*Consigna 1*: De acuerdo con el fragmento sobre la búsqueda espiritual, ¿por qué no llegamos a reconocer que también somos pecadores, imperfectos y contradictorios? Responde en una o dos oraciones.
*Consigna 2*: Transcribe sin cambios una parte del fragmento sobre la búsqueda espiritual: comienza en las palabras que contienen "La vida me ha" y detente después de "que los veamos.".
*Consigna 3*: Resume en dos oraciones el fragmento sobre la búsqueda espiritual.

*Fragmento proporcionado*:
--- --- ---

Luego de emprender un camino de búsqueda espíritual que inició curiosamente en la cocina, en donde sin sospecharlo comencé a hacer un sinnúmero de reflexiones mientras cortaba bultos de cebolla, en una de esas, entendí que, por más que oremos, nos arrodillemos, nos humillemos,... por más que nos retorzamos, o que nuestras lágrimas empapen nuestra cara y le pidamos a todas las advocaciones de las vírgenes y los santos, o nos bañemos en agua bendita, o nos ahoguemos con el humo purificador de los inciensos, o nos aprendamos de memoria miles de rezos, e incluso desfalquemos nuestra propia economía dando diezmos o limosnas... nada eso va y funcionar para lograr esa verdadera paz interior que todo ser humano busca, si no hay un corazón contrito y humillado; porque en general estamos esperando que sea el otro el que cambie, el que nos pida perdón ante la herida profunda que nos causó. Porque el ego no nos deja ver más allá y nos llena las narices tanto de mierda, que nos acostumbramos al olor de nuestra propia podredumbre impidiéndonos reconocer bajo el cielo que nos cubre que por nuestra propia condición humana también somos pecadores, imperfectos y contradictorios.
La vida me ha puesto maestros hermosos al frente y hoy Laura, mi excompañera de la U es uno de ellos. Mi marido me decía en una de nuestras profundas conversaciones que el mundo está lleno de actos de amor y que a veces no los vemos; Él, que tiene tanta razón en muchas cosas, en ésta también la tiene y yo hoy le agregaría que el mundo también está lleno de actos que a la vez son tan humildes y tan grandes, pero que es nuestra arrogancia la que no nos permite que los veamos.

--- --- ---

*Líneas proporcionadas*:

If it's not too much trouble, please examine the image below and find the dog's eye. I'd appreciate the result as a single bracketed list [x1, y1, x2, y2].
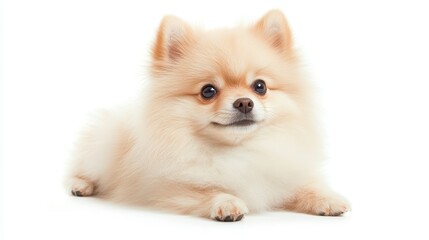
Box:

--- --- ---

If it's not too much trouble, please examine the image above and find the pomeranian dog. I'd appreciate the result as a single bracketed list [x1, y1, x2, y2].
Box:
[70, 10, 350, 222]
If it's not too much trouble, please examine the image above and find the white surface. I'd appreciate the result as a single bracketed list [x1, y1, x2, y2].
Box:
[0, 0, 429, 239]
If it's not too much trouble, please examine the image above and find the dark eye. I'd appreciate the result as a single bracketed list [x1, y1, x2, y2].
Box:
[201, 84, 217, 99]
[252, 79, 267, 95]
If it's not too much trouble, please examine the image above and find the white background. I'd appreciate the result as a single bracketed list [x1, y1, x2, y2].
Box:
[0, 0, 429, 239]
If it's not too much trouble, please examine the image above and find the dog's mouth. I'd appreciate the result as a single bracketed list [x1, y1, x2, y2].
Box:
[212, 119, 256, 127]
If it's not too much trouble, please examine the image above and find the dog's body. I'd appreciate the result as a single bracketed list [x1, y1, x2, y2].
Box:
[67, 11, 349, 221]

--- --- ---

*Respuesta 1*: Porque el ego no nos deja ver más allá y nos acostumbra al olor de nuestra propia podredumbre. Eso nos impide reconocer esa condición humana.

*Respuesta 2*:
La vida me ha puesto maestros hermosos al frente y hoy Laura, mi excompañera de la U es uno de ellos. Mi marido me decía en una de nuestras profundas conversaciones que el mundo está lleno de actos de amor y que a veces no los vemos; Él, que tiene tanta razón en muchas cosas, en ésta también la tiene y yo hoy le agregaría que el mundo también está lleno de actos que a la vez son tan humildes y tan grandes, pero que es nuestra arrogancia la que no nos permite que los veamos.

*Respuesta 3*: El texto afirma que ni los rezos, las lágrimas, el incienso ni las limosnas logran la verdadera paz interior si no hay un corazón contrito y humillado, porque solemos esperar que sea el otro quien cambie y el ego nos impide reconocernos imperfectos. Luego presenta a Laura, excompañera de la universidad, como una maestra de vida y, a partir de una idea del marido de quien escribe, sostiene que el mundo está lleno de actos humildes y grandes que nuestra arrogancia no nos deja ver.